━━ TEXT PASSAGE

This document relates to the company Intereuropa, Globalni logistični servis, d.d., Koper (hereinafter: Intereuropa) and the subsidiary companies which, together with Intereuropa, d.d., make up the Intereuropa Group.

The document constitutes a commitment with regard to future business operations.

I. PRINCIPAL GUIDELINES CONCERNING CORPORATE GOVERNANCE, TAKING THE OBJECTIVES AND VALUES OF INTEREUROPA AND ITS RESPONSIBILITY TOWARDS THE WIDER SOCIAL ENVIRONMENT INTO ACCOUNT

The principal guidelines regarding the corporate governance of Intereuropa d.d. and the Intereuropa Group are transparency of operations, the clear segregation of responsibilities and tasks between bodies, continuous attention to ensure the independence and loyalty of the members of management and supervisory bodies, and the continuous monitoring and implementation of improvements to increase the effectiveness of governance.

The Intereuropa Group's chief line of business is the provision of a comprehensive range of logistics services to the complete satisfaction of its customers. We manage a wide range of logistics solutions in three key areas of operation: land transport, intercontinental transport and logistics solutions.

━━━━

SHORT TASK 1
Render the listing as a numbered list, starting at its first line and ending at the line that contains "[[207, 244, 375, 288], [417, 215, 900, 349]]", with blank lines omitted.
The listing has no connection to the Intereuropa governance statement.

━━ INFORMATION PROVIDED

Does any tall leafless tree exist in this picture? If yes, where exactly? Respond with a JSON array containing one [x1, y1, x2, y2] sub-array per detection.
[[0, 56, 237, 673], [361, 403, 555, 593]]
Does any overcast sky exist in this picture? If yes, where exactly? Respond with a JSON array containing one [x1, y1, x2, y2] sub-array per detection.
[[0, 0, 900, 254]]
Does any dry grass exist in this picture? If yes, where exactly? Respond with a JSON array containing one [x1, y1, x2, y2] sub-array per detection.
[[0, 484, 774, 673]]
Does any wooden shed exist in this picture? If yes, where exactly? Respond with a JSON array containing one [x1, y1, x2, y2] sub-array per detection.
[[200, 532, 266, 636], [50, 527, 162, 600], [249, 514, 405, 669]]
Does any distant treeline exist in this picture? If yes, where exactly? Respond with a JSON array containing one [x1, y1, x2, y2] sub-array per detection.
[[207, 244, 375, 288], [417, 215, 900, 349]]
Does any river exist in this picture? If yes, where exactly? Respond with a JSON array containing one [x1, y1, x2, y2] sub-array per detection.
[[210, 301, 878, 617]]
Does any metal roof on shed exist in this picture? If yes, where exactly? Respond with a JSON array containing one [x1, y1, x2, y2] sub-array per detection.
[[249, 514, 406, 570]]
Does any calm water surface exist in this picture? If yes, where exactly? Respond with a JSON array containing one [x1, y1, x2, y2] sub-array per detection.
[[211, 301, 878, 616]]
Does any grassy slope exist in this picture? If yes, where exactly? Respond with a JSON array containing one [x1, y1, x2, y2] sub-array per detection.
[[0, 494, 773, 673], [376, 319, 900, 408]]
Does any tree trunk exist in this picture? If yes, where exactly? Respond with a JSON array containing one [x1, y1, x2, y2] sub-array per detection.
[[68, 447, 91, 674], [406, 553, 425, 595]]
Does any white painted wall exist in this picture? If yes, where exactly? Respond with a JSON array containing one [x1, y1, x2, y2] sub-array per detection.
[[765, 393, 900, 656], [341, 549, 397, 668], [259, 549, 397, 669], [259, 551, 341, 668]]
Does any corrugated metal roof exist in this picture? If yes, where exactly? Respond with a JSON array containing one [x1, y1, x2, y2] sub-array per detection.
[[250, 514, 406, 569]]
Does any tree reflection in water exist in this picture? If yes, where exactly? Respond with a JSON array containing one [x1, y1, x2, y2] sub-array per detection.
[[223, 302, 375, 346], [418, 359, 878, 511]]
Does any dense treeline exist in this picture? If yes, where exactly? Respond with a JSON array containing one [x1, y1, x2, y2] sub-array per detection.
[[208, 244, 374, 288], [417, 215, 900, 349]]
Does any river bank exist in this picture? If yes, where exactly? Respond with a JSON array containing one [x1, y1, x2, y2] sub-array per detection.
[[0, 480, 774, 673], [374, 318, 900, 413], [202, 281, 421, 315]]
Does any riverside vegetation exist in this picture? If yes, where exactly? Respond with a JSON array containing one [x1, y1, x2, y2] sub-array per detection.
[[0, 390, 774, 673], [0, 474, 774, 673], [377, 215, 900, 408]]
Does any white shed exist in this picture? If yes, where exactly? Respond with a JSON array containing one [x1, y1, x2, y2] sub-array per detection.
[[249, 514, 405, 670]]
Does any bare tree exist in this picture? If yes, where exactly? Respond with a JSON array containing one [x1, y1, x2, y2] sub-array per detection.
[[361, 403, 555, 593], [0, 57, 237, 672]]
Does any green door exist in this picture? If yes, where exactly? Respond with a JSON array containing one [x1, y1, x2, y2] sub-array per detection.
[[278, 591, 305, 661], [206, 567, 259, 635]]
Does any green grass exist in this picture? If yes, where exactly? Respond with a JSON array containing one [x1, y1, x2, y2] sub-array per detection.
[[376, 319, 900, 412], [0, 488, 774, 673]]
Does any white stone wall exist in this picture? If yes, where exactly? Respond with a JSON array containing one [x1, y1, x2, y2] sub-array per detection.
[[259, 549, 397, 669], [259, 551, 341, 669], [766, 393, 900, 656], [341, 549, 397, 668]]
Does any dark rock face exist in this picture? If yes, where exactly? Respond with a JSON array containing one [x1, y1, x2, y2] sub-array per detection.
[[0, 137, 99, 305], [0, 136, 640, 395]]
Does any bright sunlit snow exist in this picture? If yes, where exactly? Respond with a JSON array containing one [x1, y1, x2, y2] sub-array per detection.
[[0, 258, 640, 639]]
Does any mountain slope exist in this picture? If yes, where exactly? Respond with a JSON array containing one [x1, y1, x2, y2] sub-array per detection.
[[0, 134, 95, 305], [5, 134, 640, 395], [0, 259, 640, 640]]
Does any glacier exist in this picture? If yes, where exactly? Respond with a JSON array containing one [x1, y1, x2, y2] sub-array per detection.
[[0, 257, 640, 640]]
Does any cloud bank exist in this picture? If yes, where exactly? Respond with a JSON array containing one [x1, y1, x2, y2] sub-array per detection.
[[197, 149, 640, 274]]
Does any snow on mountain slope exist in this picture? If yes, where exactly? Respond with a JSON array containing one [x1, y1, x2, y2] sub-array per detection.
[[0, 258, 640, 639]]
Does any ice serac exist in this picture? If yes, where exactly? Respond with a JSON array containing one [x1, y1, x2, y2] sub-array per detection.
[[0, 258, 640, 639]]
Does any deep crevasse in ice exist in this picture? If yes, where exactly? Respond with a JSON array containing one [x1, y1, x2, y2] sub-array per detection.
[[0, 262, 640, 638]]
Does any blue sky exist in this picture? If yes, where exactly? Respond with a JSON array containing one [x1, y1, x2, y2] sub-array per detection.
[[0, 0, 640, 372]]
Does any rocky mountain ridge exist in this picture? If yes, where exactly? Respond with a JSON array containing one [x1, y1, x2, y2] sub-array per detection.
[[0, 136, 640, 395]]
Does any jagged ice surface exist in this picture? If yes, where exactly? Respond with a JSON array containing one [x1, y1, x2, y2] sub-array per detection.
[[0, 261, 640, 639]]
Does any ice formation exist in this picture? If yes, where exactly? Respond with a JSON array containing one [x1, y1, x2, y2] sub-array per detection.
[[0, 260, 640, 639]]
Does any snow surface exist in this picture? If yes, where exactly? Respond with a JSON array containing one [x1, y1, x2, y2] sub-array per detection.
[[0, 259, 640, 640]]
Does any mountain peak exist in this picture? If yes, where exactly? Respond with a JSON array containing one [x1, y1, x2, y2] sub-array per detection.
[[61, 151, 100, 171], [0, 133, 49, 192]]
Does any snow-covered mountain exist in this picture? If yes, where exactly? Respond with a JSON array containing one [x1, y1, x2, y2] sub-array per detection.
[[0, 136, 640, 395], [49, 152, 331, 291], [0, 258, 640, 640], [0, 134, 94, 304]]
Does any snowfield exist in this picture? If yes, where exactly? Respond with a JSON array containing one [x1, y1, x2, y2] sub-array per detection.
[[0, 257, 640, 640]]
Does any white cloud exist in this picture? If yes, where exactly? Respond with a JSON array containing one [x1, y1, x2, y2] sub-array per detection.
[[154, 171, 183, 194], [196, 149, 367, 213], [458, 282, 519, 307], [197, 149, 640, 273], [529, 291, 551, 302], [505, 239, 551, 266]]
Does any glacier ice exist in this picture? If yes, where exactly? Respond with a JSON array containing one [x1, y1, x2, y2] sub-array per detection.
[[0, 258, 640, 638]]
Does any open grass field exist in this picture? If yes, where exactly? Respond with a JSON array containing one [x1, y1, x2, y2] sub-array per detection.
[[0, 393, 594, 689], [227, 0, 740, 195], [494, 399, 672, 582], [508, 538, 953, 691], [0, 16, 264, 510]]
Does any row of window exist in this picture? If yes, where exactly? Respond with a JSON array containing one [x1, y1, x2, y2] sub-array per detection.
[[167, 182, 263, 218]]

━━━━

SHORT TASK 2
Continue the Intereuropa governance statement from the point at which it stops.

TASK RESPONSE 1
1. Does any tall leafless tree exist in this picture? If yes, where exactly? Respond with a JSON array containing one [x1, y1, x2, y2] sub-array per detection.
2. [[0, 56, 237, 673], [361, 403, 555, 593]]
3. Does any overcast sky exist in this picture? If yes, where exactly? Respond with a JSON array containing one [x1, y1, x2, y2] sub-array per detection.
4. [[0, 0, 900, 254]]
5. Does any dry grass exist in this picture? If yes, where exactly? Respond with a JSON array containing one [x1, y1, x2, y2] sub-array per detection.
6. [[0, 484, 774, 673]]
7. Does any wooden shed exist in this picture? If yes, where exactly? Respond with a JSON array containing one [x1, y1, x2, y2] sub-array per detection.
8. [[200, 532, 266, 636], [50, 527, 162, 600], [249, 514, 405, 669]]
9. Does any distant treeline exist in this picture? If yes, where exactly? Respond with a JSON array containing one [x1, y1, x2, y2] sub-array per detection.
10. [[207, 244, 375, 288], [417, 215, 900, 349]]

TASK RESPONSE 2
Pursuit of our corporate vision relies on the implementation of a strategy comprising four key dimensions: the development and segmentation of logistics-centred products, customer management, geographical coverage and effective Group governance. The Group's strategic policies derive from the four dimensions of the development and operational strategy:

  • o to consolidate and strengthen the Group's position as the leading market provider of comprehensive logistics solutions in the countries of the former Yugoslavia;
  • o to optimise business processes through the use of innovative IT solutions and the creation of synergy between the companies in the Group;
  • o to develop an internal culture based on team work, staff motivation, the rewarding of efficiency, and the in-house development of middle and senior management;
  • o to maintain financial stability through the effective management of working capital.

Employees are the key development stakeholders within the Intereuropa Group. The development of an organisational culture befitting an innovative organisation is therefore an essential precondition that enables the objectives to be achieved.

The strategic objectives are set out in the "Intereuropa Group Strategic Development Programme 2024–2026". The Intereuropa Group's long-term corporate governance objective is to engage in profit-making business activities with the aim of maximising the value of the company and creating long-term value for shareholders. In so doing, the Intereuropa Group pays due consideration to the principle of sustainable development for the benefit of employees, the wider community and all other stakeholders.

  • Mission: The Group's mission is to satisfy the need for logistics services and ensure the optimal functioning of supply chains to the complete satisfaction of its customers, while creating added value for owners, employees and other stakeholders in a socially responsible manner.
  • Vision: To be a superior provider of comprehensive logistics solutions.
  • Values: Integrity. Excellence. Adaptability and flexibility. Responsibility. Team work and a respectful approach to staff.

Company bodies: Management board, supervisory board and general meeting.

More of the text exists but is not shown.